Exercise data:
————————

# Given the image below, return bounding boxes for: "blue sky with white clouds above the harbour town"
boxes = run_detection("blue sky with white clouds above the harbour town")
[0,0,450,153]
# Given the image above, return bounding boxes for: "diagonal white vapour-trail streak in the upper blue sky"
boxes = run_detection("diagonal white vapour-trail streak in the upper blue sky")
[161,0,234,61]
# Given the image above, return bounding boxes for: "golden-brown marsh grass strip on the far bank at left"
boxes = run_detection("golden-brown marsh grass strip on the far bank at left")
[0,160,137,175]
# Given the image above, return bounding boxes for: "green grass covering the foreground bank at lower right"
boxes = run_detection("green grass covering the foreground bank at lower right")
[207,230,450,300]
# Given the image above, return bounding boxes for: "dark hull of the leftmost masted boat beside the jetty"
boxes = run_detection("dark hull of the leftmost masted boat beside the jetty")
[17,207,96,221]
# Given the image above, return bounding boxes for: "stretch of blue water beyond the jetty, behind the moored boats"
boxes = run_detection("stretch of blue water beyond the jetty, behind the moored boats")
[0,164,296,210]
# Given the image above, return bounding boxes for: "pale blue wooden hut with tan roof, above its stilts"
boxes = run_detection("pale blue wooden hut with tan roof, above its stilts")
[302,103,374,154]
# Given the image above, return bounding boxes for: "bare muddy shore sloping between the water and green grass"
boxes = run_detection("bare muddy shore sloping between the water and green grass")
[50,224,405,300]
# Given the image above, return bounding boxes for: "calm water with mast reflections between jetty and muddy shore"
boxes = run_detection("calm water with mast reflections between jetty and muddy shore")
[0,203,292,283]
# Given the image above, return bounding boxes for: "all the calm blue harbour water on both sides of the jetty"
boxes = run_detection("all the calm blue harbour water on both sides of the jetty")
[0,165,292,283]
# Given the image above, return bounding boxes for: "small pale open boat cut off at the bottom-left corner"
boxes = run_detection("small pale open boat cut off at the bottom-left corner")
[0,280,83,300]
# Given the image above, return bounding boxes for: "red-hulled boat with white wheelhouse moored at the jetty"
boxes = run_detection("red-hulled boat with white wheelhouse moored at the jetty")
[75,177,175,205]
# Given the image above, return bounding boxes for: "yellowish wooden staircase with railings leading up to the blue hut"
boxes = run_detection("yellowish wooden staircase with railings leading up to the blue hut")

————————

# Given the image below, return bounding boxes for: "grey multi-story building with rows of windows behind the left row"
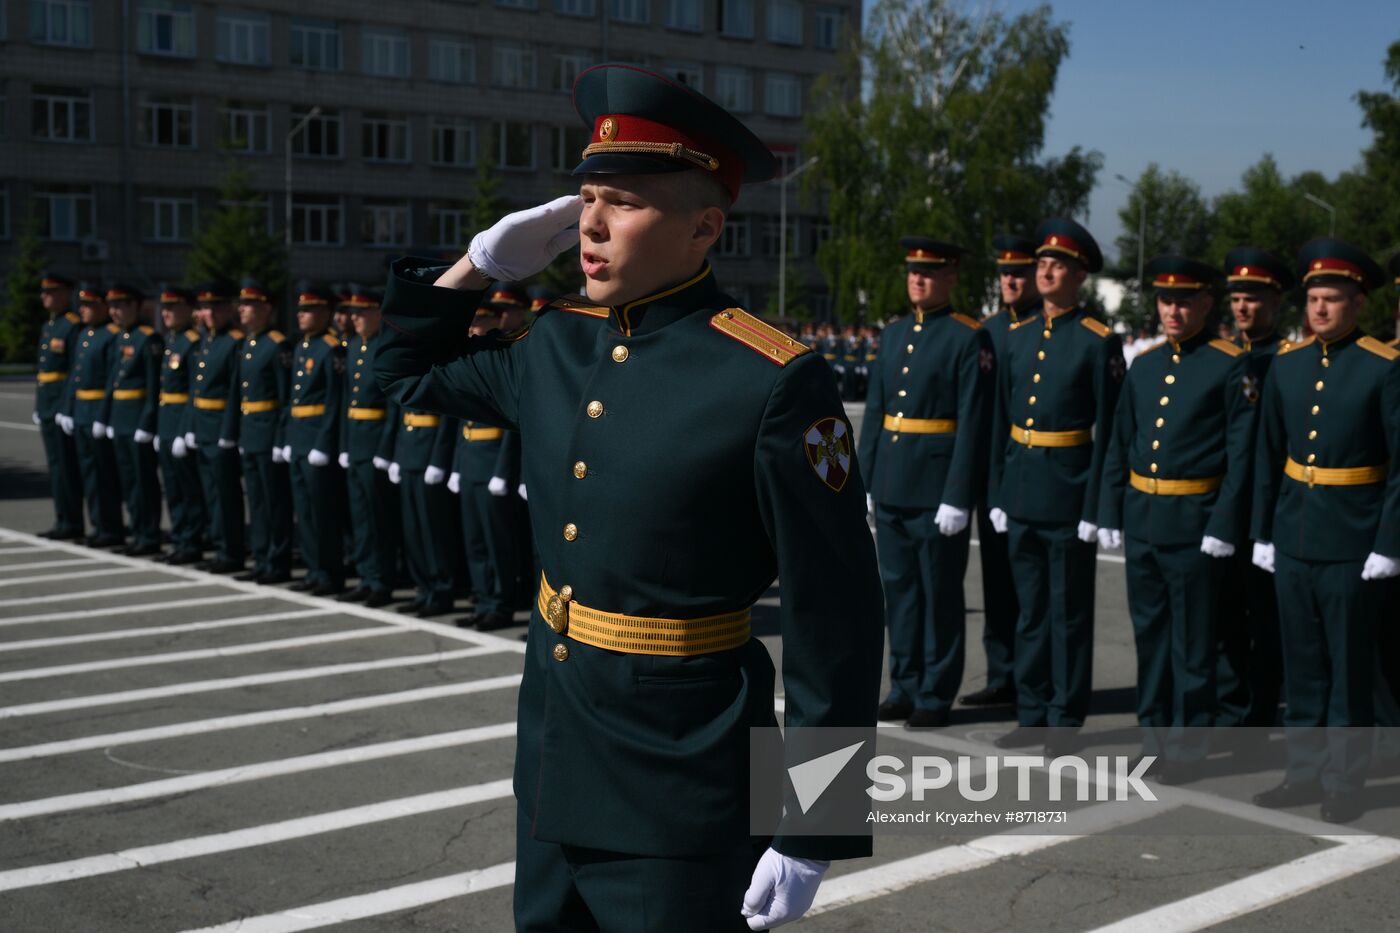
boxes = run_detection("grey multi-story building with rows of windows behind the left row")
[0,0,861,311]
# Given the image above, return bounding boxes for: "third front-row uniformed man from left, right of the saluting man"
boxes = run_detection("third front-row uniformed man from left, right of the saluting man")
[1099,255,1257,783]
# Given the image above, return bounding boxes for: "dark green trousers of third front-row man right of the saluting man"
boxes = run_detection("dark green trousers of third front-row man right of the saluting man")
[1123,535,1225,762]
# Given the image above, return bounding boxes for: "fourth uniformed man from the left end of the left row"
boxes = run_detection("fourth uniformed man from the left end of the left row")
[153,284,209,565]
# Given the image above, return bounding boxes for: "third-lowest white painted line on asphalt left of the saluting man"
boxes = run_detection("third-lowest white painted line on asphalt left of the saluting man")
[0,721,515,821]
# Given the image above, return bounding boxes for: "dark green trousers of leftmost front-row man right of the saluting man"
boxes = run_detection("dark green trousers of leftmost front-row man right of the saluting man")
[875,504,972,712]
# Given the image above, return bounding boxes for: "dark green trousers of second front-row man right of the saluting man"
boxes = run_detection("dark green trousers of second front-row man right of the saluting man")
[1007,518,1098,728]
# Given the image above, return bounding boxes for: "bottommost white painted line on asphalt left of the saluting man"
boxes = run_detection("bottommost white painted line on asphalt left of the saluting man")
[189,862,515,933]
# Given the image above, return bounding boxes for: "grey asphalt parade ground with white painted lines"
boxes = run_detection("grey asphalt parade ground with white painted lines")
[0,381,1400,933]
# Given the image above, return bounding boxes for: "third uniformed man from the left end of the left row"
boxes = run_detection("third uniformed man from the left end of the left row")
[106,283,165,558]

————————

Problem: Show each line in the listing above that has "below".

Output of the task:
# Given the image below, return bounding boxes for: "blue sky with white clouds above the harbour town"
# Given the image below, return bounding boxes for: "grey multi-story building with rows of windows behind the left row"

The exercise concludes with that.